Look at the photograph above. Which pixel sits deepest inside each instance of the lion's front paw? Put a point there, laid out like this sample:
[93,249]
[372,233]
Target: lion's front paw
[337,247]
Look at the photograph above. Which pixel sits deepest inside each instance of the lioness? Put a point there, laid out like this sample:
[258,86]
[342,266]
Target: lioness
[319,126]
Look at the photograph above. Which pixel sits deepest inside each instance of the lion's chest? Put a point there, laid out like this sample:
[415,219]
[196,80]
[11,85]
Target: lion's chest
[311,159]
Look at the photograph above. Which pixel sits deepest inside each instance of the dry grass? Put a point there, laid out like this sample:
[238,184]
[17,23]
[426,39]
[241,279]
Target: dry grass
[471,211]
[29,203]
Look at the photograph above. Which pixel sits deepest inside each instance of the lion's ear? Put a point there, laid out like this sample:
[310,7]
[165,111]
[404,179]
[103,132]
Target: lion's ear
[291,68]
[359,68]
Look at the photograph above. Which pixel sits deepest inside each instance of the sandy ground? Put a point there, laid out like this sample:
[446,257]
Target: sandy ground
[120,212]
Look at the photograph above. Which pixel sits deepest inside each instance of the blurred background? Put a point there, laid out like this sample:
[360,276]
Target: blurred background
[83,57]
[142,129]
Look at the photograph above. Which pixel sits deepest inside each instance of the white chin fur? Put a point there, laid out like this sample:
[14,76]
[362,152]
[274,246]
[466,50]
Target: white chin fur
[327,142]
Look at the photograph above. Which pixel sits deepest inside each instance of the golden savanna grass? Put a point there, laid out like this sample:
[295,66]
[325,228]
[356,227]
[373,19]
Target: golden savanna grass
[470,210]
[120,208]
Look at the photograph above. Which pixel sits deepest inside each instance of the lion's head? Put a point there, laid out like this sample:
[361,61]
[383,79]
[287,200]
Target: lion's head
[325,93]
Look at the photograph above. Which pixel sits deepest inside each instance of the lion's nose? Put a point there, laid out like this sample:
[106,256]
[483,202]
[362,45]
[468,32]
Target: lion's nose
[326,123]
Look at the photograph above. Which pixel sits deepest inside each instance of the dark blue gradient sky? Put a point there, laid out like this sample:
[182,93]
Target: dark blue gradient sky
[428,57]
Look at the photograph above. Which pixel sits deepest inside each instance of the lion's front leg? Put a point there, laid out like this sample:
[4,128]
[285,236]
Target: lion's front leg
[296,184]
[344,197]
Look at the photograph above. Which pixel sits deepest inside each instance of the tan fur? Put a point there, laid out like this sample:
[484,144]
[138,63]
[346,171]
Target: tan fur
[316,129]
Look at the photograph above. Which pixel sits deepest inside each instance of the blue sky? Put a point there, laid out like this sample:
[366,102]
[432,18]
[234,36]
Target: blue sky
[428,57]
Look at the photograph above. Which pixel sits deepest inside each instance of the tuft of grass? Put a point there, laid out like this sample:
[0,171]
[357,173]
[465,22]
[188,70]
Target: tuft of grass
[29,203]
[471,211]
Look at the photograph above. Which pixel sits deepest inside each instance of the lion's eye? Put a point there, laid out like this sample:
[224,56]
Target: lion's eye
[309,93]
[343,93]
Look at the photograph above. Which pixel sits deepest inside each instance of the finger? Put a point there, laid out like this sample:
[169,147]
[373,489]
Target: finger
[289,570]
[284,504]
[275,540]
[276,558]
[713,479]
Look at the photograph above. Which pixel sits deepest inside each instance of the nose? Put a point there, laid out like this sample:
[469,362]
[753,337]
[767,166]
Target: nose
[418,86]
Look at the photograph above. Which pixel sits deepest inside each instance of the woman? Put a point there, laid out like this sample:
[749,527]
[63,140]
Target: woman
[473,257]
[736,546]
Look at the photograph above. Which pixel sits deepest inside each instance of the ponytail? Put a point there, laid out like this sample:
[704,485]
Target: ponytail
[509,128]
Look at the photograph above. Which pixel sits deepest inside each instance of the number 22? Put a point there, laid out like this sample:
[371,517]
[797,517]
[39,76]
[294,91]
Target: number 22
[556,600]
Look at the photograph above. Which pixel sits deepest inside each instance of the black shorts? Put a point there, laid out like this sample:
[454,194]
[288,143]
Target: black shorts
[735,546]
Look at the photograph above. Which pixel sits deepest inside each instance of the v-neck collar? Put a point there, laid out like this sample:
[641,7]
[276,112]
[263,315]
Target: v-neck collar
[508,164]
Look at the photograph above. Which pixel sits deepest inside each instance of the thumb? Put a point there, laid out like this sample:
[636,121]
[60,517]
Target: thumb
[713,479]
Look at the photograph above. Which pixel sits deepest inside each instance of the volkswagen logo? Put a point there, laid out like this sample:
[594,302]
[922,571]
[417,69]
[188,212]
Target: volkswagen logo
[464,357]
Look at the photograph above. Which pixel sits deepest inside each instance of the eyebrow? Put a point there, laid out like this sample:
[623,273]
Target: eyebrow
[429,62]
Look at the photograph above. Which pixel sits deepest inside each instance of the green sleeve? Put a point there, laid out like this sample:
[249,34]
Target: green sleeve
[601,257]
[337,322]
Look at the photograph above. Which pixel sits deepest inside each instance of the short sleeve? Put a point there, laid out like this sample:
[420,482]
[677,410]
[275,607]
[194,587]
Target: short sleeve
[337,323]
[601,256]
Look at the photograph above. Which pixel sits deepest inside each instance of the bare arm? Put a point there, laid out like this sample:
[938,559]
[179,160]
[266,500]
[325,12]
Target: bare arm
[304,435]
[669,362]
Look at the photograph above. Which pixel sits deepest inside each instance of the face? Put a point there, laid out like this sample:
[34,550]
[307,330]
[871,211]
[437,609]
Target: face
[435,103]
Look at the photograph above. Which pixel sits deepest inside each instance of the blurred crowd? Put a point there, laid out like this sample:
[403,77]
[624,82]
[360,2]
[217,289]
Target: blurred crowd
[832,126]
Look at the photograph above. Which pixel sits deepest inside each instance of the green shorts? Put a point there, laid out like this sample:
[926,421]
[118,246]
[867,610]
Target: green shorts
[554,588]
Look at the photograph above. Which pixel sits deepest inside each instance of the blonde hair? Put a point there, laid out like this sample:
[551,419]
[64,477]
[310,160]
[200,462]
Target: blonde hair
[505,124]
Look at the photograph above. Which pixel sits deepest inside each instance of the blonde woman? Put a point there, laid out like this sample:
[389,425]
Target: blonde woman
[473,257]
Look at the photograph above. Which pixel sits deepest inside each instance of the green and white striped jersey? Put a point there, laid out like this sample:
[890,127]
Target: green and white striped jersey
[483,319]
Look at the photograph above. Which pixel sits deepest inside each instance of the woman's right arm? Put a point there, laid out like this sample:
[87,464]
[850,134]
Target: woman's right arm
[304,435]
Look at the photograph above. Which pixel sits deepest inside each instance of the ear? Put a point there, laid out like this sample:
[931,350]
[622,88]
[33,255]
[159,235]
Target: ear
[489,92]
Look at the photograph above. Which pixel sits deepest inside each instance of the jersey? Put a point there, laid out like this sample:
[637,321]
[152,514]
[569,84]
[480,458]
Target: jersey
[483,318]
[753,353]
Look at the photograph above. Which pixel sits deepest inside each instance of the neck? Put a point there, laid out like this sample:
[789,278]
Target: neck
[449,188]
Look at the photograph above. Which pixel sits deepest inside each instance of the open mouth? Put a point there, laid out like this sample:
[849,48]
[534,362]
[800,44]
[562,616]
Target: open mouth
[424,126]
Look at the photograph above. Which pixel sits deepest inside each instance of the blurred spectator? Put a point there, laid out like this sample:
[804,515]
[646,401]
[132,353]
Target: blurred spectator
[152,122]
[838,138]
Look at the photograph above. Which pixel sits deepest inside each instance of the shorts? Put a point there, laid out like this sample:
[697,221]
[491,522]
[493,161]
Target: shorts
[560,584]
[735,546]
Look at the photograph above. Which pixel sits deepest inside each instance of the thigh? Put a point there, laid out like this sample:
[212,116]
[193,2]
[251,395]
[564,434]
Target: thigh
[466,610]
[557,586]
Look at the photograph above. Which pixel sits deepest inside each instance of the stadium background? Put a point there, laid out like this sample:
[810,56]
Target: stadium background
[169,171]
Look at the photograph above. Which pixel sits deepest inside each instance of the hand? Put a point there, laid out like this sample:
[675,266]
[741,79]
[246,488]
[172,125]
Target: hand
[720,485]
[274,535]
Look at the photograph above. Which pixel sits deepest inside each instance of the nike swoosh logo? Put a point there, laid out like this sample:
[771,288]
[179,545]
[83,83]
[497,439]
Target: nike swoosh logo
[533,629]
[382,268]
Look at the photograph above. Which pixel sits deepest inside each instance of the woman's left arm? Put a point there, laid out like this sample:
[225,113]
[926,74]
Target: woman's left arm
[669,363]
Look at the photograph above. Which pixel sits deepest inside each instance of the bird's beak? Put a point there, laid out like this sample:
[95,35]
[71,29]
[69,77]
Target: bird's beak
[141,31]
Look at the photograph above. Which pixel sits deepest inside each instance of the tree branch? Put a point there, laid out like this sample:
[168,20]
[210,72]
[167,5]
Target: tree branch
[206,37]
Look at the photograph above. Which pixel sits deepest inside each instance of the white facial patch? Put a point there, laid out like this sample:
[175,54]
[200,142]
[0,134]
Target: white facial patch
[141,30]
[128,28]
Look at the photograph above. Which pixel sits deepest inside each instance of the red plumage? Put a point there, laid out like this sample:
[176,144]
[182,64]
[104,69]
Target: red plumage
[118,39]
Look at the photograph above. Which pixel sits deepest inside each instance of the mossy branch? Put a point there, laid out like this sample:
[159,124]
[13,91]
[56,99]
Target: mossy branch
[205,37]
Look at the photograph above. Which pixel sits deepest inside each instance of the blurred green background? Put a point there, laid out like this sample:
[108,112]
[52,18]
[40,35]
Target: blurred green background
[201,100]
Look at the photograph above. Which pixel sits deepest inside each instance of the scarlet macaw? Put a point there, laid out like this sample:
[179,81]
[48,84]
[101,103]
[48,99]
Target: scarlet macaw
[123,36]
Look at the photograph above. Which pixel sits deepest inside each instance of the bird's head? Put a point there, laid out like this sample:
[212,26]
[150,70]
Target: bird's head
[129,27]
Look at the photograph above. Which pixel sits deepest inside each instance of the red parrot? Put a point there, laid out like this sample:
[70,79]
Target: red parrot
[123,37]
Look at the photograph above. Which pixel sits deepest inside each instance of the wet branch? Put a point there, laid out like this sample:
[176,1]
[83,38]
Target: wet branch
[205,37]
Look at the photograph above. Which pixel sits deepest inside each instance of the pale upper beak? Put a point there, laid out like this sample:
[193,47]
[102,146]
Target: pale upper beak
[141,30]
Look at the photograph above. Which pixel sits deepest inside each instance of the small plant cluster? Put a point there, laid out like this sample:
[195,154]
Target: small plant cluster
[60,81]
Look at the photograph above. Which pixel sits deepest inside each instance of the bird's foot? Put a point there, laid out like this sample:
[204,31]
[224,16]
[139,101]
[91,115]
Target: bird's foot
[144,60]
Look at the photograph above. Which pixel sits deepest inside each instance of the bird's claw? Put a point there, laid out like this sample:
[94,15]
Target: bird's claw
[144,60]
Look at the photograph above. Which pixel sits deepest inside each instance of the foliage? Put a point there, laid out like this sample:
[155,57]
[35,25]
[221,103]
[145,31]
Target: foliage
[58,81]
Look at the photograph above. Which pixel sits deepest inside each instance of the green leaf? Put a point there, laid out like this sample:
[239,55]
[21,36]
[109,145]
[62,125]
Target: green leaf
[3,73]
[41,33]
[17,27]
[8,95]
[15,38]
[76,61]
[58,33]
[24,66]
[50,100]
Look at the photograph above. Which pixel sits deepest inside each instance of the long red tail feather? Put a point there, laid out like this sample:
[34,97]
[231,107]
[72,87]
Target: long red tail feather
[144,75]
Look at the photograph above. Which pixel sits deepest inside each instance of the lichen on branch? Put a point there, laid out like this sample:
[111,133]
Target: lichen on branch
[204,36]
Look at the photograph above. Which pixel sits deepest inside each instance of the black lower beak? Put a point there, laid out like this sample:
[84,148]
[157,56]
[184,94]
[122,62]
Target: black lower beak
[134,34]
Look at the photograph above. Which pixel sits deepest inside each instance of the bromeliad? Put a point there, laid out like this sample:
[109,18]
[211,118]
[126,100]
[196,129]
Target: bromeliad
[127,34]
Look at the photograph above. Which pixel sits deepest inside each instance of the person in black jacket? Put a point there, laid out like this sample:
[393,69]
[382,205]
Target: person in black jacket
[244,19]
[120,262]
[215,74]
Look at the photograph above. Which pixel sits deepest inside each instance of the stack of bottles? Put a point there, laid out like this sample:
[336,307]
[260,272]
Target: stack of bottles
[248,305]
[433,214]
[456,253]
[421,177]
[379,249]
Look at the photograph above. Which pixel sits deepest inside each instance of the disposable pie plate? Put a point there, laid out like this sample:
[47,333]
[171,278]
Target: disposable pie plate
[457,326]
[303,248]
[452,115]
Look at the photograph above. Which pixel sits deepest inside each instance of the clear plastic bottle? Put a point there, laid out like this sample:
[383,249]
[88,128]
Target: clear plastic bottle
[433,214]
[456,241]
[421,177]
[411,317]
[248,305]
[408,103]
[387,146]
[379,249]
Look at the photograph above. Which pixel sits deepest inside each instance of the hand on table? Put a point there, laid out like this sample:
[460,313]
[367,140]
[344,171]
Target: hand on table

----

• _Try it_
Within the records above, find every line holding the word "table" and give the total as a bare number.

• _Result for this task_
2